Try it: For the word "tree", state how many lines of the data include it. Respond with the number only.

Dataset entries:

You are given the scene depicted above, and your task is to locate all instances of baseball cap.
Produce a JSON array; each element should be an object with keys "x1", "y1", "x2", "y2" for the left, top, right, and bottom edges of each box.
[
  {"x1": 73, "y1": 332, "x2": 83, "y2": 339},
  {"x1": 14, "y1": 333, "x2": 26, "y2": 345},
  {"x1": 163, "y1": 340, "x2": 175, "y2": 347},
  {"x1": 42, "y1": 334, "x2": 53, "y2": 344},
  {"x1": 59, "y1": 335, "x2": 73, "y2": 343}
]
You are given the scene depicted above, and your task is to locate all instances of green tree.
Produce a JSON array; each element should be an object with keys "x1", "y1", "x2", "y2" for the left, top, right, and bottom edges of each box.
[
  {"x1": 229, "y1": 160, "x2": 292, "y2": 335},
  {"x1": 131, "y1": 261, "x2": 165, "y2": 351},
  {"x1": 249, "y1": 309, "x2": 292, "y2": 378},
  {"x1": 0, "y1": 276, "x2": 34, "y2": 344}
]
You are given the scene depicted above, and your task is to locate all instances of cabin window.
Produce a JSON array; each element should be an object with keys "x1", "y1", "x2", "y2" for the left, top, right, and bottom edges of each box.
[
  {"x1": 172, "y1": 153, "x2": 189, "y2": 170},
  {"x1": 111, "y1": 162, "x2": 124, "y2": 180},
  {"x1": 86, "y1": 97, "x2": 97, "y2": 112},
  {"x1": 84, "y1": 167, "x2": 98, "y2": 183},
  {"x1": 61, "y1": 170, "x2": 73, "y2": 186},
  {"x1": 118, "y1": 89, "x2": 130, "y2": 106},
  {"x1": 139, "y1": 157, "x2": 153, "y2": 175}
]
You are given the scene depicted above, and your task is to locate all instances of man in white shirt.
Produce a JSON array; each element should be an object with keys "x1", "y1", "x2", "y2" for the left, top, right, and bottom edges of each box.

--

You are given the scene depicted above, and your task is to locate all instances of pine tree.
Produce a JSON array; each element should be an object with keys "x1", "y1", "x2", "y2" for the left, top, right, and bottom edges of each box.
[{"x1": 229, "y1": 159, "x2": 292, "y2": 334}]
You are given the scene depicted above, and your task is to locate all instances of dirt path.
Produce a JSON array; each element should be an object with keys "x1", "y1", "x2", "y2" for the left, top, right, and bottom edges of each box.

Solution to this task: 2